---------- Data for this task
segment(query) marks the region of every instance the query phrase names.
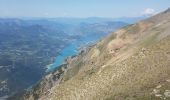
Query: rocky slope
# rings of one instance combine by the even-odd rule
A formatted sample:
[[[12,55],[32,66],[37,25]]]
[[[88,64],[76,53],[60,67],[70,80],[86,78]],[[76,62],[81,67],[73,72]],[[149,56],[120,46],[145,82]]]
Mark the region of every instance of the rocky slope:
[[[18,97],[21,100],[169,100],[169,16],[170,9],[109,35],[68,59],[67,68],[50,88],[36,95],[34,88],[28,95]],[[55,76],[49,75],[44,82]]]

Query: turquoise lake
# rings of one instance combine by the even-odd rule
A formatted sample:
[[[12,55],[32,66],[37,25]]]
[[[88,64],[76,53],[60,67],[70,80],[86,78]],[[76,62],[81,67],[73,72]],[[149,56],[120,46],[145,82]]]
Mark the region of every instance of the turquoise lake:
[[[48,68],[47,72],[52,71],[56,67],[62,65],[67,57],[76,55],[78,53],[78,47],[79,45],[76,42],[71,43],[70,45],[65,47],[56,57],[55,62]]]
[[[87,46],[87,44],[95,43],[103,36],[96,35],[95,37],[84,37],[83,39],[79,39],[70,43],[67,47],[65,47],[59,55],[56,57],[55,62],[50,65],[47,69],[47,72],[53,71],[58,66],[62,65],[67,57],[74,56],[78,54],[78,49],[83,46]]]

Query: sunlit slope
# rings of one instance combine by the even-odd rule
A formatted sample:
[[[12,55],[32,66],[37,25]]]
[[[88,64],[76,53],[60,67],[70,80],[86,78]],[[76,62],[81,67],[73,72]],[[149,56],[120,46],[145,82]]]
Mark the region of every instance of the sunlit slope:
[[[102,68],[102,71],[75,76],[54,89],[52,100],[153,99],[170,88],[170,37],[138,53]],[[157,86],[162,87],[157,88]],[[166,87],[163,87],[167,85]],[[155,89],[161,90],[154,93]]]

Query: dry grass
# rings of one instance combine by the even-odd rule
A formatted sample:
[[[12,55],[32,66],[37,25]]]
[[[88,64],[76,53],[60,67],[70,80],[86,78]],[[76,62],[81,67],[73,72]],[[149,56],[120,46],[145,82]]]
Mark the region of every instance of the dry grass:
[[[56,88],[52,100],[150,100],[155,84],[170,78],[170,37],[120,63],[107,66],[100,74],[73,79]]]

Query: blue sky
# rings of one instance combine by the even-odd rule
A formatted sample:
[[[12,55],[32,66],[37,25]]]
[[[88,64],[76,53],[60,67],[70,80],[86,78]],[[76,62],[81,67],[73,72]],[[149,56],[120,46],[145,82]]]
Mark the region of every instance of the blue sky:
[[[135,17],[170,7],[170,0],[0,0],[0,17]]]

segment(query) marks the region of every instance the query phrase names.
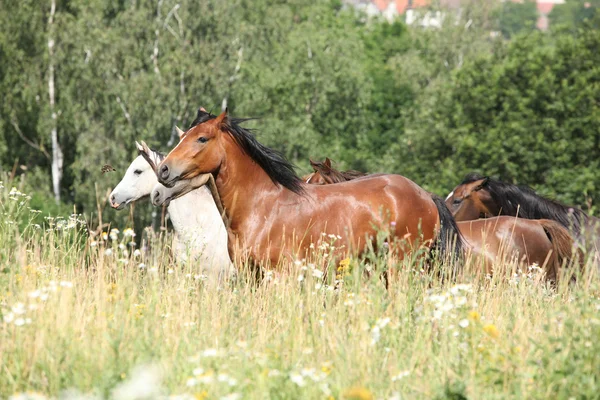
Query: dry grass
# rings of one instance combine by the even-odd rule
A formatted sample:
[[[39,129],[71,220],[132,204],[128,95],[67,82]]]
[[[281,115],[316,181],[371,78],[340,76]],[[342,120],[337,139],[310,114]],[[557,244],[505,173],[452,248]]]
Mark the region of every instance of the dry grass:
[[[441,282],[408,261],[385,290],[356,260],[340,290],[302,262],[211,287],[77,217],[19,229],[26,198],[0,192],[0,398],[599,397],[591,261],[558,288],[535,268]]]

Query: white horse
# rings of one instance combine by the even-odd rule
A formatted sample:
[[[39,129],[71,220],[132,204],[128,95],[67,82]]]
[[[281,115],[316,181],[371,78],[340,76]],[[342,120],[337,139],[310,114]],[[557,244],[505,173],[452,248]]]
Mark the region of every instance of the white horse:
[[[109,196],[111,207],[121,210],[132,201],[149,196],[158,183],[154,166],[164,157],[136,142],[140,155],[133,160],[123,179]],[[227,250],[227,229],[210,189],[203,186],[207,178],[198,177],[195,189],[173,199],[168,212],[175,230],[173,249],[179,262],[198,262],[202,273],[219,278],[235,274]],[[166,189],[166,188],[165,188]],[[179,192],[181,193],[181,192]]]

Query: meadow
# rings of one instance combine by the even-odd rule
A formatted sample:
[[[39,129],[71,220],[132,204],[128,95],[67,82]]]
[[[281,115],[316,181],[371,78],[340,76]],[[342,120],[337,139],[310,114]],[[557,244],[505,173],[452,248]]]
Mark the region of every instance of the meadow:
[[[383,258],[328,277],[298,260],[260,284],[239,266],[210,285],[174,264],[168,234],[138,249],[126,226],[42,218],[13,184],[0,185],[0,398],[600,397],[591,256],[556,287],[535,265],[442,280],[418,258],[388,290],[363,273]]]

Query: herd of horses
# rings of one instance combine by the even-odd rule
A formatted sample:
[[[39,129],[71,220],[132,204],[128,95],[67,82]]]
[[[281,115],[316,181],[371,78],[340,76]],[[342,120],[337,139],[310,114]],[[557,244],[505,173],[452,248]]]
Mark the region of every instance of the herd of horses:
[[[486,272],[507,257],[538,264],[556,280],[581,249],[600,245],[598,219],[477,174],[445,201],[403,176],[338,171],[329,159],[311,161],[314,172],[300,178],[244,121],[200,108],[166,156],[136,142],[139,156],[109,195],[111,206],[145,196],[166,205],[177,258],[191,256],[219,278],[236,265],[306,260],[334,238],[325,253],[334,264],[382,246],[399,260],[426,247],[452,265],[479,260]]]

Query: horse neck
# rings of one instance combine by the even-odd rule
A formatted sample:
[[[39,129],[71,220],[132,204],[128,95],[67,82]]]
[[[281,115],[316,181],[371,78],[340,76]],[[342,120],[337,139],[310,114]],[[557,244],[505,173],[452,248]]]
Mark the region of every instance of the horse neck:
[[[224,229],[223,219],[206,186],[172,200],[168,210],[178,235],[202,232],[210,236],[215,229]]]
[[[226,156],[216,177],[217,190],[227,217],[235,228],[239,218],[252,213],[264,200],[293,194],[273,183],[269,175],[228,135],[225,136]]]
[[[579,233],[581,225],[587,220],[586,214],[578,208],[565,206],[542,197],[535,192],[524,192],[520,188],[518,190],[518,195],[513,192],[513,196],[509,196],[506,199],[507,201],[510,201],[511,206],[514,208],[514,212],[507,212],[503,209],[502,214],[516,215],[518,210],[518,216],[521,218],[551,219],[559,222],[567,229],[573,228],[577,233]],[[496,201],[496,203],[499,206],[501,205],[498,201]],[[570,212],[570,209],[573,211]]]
--------------------
> _Activity_:
Each record above is to be copied out exactly; its pictures are not.

> _Result_:
segment(query) marks the region of every instance the query phrase names.
Query: rocky slope
# rings of one instance combine by the even-odd rule
A formatted sample:
[[[12,55],[32,66],[37,25]]]
[[[88,64],[76,53],[60,67],[70,80],[86,78]],[[76,62],[81,67],[73,72]],[[149,56],[120,46],[145,82]]]
Mark the region of every instance of the rocky slope:
[[[18,97],[21,100],[169,100],[169,16],[170,9],[109,35],[68,59],[67,68],[50,88],[36,95],[34,88],[28,95]],[[55,76],[49,75],[44,82]]]

Query: turquoise lake
# rings of one instance combine by the even-odd rule
A formatted sample:
[[[12,55],[32,66],[37,25]]]
[[[88,64],[76,53],[60,67],[70,80],[86,78]],[[76,62],[81,67],[73,72]],[[149,56],[120,46],[145,82]]]
Mark the region of every instance of the turquoise lake:
[[[48,68],[47,72],[52,71],[56,67],[62,65],[67,57],[76,55],[78,53],[78,47],[79,45],[76,42],[71,43],[70,45],[65,47],[56,57],[55,62]]]
[[[87,46],[87,44],[95,43],[103,36],[96,35],[95,37],[84,37],[83,39],[79,39],[70,43],[67,47],[65,47],[59,55],[56,57],[55,62],[50,65],[47,69],[47,72],[53,71],[58,66],[62,65],[67,57],[74,56],[78,54],[78,49],[83,46]]]

Query: sunlit slope
# rings of one instance combine by the even-odd rule
A formatted sample:
[[[12,55],[32,66],[37,25]]]
[[[88,64],[76,53],[60,67],[70,80],[86,78]],[[76,62],[81,67],[73,72]],[[149,56],[120,46],[145,82]]]
Mark the region of every instance of the sunlit slope:
[[[102,68],[102,71],[75,76],[54,89],[52,100],[153,99],[170,88],[170,37],[138,53]],[[157,86],[162,87],[157,88]],[[166,87],[163,87],[167,85]],[[155,89],[161,90],[154,93]]]

Query: dry grass
# rings of one instance combine by the even-odd rule
A formatted sample:
[[[12,55],[32,66],[37,25]]]
[[[88,64],[76,53],[60,67],[70,80],[86,78]],[[76,62],[81,67],[73,72]],[[149,56],[120,46],[145,82]]]
Mark the region of every instance of the dry grass:
[[[56,88],[52,100],[150,100],[155,84],[170,78],[170,37],[120,63],[107,66],[100,74],[73,79]]]

Query: blue sky
# rings of one instance combine by the even-odd rule
A formatted sample:
[[[12,55],[32,66],[37,25]]]
[[[88,64],[76,53],[60,67],[70,80],[86,78]],[[76,62],[81,67],[73,72]],[[149,56],[120,46],[145,82]]]
Mark the region of every instance of the blue sky:
[[[135,17],[170,7],[170,0],[0,0],[0,17]]]

segment(query) marks the region of every instance the query phrase names.
Query: dry grass
# rings of one instance combine by the even-odd rule
A formatted sample:
[[[39,129],[71,220],[132,204],[128,95],[67,82]]]
[[[281,115],[316,181],[371,78],[340,76]],[[342,120],[337,139],[310,114]],[[557,244],[505,173],[452,248]]]
Mark the region of every instance of the dry grass:
[[[441,282],[408,261],[385,290],[356,260],[340,290],[302,262],[211,287],[77,217],[19,229],[26,198],[0,192],[0,398],[599,397],[591,261],[558,288],[535,268]]]

Query: white horse
# rings of one instance combine by the even-odd rule
A formatted sample:
[[[39,129],[71,220],[132,204],[128,95],[67,82]]]
[[[281,115],[316,181],[371,78],[340,76]],[[342,120],[337,139],[310,114]],[[557,244],[505,173],[452,248]]]
Mark the region of every instance of the white horse:
[[[109,196],[111,207],[121,210],[132,201],[149,196],[158,183],[154,166],[164,157],[136,142],[140,155],[133,160],[123,179]],[[227,250],[227,229],[210,189],[203,186],[207,178],[198,177],[195,189],[173,199],[168,212],[175,230],[173,249],[179,262],[198,262],[202,273],[219,278],[235,274]],[[166,189],[166,188],[165,188]],[[179,192],[181,193],[181,192]]]

Query: meadow
# rings of one instance combine by the even-odd rule
A formatted sample:
[[[39,129],[71,220],[132,204],[128,95],[67,82]]]
[[[281,115],[316,181],[371,78],[340,76]],[[342,120],[337,139],[310,114]],[[557,244],[505,173],[452,248]]]
Mark the region of every instance of the meadow:
[[[383,258],[328,277],[298,260],[260,284],[239,266],[210,285],[174,264],[168,234],[138,249],[126,226],[42,218],[13,184],[0,185],[0,398],[600,397],[591,256],[556,287],[535,265],[442,280],[418,258],[388,290],[363,273]]]

Query: herd of horses
# rings of one instance combine by the even-odd rule
A formatted sample:
[[[39,129],[71,220],[132,204],[128,95],[67,82]]]
[[[281,115],[316,181],[371,78],[340,76]],[[342,120],[337,139],[310,114]],[[557,244],[505,173],[452,248]]]
Mark the region of every instance of the herd of horses:
[[[486,272],[507,257],[538,264],[556,280],[581,249],[600,245],[598,219],[477,174],[445,201],[403,176],[338,171],[329,159],[311,161],[314,172],[300,178],[244,121],[200,108],[166,156],[136,142],[139,156],[109,195],[111,206],[145,196],[166,205],[177,258],[191,256],[219,278],[236,265],[306,260],[334,238],[325,253],[334,264],[382,246],[399,260],[426,247],[452,265],[479,260]]]

Query: horse neck
# rings of one instance combine by the even-odd rule
A formatted sample:
[[[39,129],[71,220],[132,204],[128,95],[67,82]]]
[[[281,115],[316,181],[371,78],[340,76]],[[342,120],[337,139],[310,114]],[[557,244],[505,173],[452,248]]]
Mark the region of every instance of the horse neck:
[[[224,229],[223,219],[206,186],[172,200],[168,210],[178,235],[202,232],[210,236],[215,229]]]
[[[226,156],[216,177],[217,190],[227,217],[235,228],[239,218],[252,213],[264,200],[293,194],[273,183],[269,175],[228,135],[225,136]]]
[[[579,233],[581,225],[587,220],[586,214],[578,208],[565,206],[542,197],[535,192],[524,192],[520,188],[518,190],[518,195],[513,192],[513,196],[509,196],[506,199],[507,201],[510,201],[511,206],[514,208],[514,212],[507,212],[503,209],[502,214],[516,215],[518,210],[518,216],[521,218],[551,219],[559,222],[567,229],[573,228],[577,233]],[[496,201],[496,203],[499,206],[501,205],[498,201]],[[570,212],[570,209],[573,211]]]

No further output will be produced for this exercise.